[EXERCISE BRIEF] Extract every line in the entries below that contains the string "light".

[Records from a data collection]

-- begin --

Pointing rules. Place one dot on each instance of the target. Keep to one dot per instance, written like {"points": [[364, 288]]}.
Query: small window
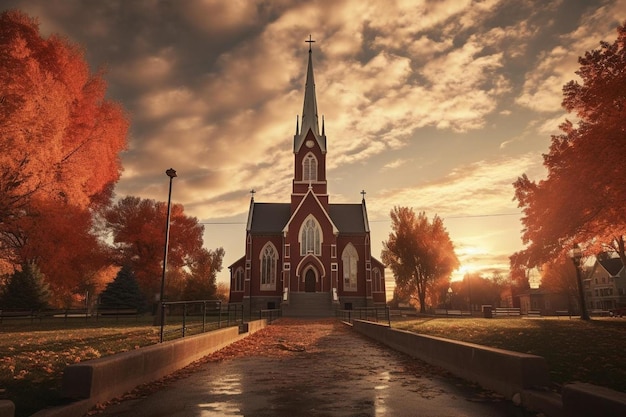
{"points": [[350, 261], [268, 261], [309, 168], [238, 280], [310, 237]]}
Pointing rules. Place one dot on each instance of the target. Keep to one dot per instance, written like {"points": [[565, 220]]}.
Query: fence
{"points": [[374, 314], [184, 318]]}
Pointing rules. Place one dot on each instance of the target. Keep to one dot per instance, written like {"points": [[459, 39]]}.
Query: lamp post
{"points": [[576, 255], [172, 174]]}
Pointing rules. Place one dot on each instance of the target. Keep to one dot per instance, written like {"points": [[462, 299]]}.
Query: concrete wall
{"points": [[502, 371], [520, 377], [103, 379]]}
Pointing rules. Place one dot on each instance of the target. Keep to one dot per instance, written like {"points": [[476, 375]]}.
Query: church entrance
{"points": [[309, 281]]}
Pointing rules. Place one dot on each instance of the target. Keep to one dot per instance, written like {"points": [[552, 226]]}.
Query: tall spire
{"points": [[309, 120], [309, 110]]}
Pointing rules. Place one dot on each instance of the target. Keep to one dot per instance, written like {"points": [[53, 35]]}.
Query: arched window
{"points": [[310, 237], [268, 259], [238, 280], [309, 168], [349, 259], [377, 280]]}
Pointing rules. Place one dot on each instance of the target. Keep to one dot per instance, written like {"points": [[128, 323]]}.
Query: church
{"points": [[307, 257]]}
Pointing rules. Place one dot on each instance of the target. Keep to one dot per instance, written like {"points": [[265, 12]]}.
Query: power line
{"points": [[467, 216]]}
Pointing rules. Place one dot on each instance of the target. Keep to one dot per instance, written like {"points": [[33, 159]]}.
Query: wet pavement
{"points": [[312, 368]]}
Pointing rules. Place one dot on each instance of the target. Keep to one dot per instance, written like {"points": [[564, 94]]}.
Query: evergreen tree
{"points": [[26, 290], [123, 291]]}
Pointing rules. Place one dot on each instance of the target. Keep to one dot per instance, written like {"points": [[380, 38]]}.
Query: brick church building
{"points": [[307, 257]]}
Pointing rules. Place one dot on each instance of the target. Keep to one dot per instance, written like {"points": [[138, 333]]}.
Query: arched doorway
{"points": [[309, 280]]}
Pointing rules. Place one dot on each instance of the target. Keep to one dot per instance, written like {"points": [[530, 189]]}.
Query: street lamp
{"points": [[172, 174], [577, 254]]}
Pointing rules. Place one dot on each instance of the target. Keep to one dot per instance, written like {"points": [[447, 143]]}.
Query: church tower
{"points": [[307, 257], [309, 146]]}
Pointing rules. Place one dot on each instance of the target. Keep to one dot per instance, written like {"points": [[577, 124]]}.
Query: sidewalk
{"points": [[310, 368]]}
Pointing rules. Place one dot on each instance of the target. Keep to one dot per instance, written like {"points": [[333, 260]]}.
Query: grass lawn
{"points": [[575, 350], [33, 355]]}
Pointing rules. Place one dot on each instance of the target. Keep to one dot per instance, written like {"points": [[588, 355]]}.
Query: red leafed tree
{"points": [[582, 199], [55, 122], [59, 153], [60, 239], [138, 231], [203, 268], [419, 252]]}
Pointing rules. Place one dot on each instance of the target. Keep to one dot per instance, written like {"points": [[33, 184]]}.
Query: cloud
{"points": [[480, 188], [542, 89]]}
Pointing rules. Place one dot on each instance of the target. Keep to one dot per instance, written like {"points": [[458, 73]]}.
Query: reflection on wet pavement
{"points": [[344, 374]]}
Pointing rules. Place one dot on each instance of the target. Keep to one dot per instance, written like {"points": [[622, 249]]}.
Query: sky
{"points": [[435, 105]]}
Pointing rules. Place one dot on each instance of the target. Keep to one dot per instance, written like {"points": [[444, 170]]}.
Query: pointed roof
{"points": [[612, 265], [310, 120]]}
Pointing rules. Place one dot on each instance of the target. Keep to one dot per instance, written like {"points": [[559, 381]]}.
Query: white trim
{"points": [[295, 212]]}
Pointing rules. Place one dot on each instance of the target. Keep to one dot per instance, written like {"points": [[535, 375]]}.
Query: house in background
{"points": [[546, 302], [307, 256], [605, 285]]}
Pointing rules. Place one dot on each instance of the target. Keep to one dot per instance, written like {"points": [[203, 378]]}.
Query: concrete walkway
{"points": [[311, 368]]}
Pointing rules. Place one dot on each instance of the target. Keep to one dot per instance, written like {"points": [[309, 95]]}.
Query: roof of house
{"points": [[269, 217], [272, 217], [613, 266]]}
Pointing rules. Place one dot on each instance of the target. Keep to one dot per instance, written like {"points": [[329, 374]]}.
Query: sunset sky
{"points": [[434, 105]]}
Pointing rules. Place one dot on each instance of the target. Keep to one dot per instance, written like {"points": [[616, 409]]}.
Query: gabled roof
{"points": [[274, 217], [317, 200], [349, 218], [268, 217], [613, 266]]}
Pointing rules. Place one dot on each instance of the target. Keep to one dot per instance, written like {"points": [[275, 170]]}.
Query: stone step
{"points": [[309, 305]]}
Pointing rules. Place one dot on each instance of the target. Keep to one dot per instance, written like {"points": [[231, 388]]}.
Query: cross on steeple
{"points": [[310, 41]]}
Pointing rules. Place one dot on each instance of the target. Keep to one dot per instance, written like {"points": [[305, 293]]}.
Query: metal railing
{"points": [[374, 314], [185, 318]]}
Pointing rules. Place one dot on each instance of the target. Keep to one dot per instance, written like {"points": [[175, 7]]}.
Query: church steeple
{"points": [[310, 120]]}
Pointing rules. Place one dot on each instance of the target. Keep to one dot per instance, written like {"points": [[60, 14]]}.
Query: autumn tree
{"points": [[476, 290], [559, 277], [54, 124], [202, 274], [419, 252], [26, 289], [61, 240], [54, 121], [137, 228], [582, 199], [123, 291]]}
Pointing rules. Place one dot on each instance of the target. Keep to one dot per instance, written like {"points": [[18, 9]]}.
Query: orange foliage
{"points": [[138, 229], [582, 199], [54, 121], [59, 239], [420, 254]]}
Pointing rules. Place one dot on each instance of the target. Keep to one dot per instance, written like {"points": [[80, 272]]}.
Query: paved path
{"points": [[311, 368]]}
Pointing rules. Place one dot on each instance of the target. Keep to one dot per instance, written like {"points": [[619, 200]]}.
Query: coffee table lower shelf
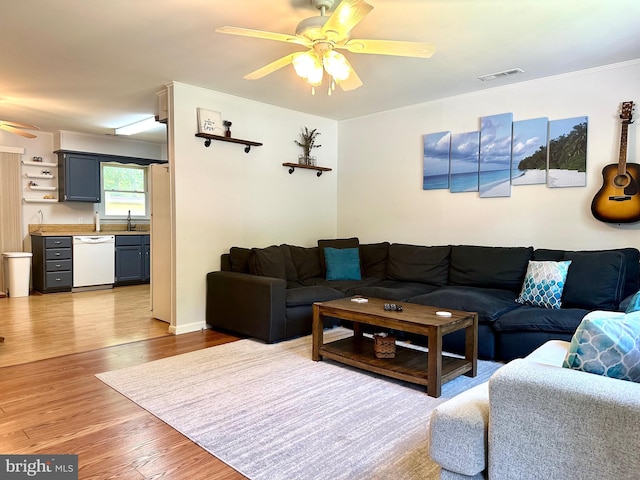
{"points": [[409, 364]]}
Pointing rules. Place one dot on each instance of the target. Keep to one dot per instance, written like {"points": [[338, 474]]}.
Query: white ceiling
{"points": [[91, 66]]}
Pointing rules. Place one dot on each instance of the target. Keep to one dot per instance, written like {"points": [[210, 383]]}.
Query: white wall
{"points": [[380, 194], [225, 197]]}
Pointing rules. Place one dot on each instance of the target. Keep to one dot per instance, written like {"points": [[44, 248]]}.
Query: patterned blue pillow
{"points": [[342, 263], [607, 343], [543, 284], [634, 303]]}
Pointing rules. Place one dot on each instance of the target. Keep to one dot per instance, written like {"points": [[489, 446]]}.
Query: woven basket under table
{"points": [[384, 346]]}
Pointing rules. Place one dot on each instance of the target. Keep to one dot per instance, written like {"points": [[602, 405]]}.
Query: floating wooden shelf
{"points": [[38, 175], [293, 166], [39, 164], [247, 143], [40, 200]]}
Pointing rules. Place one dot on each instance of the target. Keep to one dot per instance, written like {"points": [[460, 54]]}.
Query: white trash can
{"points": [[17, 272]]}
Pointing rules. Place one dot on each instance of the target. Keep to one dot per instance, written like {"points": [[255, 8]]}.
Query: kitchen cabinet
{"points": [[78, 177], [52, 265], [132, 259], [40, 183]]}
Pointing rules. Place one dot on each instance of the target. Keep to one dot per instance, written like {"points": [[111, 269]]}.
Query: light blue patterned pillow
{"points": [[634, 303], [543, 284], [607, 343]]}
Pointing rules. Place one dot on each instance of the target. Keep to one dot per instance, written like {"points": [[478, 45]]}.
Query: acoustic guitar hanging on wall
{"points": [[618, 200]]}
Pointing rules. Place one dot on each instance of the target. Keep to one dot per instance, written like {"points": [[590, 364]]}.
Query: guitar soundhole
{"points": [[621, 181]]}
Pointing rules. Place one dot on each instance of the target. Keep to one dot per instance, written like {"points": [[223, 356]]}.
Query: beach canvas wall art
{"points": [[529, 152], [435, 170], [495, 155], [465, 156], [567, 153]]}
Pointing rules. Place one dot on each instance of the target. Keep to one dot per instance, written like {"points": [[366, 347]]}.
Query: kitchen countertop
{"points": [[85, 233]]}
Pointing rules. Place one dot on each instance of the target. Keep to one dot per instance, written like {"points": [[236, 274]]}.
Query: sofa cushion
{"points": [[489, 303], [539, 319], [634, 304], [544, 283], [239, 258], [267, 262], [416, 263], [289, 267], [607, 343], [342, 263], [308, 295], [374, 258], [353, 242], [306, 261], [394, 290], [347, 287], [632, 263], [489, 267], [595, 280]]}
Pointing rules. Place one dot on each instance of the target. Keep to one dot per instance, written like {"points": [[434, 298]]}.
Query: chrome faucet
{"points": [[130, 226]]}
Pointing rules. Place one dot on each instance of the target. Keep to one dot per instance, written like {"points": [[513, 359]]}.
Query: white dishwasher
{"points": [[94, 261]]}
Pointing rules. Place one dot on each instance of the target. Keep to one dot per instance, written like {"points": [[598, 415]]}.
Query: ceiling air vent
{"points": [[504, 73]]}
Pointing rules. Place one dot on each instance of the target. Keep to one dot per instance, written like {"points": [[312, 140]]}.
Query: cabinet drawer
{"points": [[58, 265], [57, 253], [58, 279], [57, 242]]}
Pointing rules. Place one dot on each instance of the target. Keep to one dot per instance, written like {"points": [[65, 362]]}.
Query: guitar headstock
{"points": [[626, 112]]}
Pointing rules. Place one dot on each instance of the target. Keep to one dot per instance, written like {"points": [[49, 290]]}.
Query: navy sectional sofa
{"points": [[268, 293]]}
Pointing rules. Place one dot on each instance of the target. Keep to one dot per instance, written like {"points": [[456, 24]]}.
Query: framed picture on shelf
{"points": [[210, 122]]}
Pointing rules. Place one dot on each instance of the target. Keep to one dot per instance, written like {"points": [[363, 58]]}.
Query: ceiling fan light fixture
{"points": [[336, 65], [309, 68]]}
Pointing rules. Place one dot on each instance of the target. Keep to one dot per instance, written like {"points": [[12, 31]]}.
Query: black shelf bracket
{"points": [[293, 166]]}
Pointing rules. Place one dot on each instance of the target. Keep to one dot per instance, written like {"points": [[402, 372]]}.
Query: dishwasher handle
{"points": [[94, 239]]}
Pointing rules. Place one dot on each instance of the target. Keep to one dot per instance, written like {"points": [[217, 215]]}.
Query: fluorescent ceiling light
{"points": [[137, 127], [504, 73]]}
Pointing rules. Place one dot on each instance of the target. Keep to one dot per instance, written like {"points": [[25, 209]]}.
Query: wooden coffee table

-- end --
-- begin --

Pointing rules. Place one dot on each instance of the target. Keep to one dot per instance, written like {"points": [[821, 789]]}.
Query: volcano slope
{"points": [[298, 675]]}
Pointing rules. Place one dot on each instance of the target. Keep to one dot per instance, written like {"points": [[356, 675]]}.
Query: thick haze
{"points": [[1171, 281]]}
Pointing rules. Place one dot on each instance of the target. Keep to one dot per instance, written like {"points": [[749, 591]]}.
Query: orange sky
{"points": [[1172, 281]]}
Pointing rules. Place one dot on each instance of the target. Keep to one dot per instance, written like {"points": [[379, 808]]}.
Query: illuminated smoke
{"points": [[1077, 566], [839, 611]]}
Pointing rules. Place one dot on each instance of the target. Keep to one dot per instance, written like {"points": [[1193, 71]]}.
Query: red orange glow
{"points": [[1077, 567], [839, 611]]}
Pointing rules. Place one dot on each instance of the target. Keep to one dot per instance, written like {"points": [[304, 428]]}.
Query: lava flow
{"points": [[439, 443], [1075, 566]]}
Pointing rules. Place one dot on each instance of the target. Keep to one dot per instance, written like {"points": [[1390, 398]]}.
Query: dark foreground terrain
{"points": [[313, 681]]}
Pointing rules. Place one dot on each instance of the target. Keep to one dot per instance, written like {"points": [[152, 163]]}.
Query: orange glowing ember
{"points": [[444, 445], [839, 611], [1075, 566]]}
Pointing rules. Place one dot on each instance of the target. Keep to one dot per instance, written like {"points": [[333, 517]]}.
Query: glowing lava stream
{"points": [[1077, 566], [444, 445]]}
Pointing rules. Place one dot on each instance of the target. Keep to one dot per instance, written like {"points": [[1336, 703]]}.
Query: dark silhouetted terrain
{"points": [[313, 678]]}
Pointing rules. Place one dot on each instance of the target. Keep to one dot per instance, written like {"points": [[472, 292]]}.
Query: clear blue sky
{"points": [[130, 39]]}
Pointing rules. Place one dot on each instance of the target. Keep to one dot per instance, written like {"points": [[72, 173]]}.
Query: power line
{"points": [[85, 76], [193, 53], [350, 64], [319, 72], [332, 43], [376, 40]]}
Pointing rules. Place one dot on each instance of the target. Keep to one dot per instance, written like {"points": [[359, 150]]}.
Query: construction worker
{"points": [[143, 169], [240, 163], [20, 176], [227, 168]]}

-- end --

[FINISHED EXERCISE]
Query: light blue patterned pillow
Query: ceiling fan light fixture
Query: fluorescent ceiling light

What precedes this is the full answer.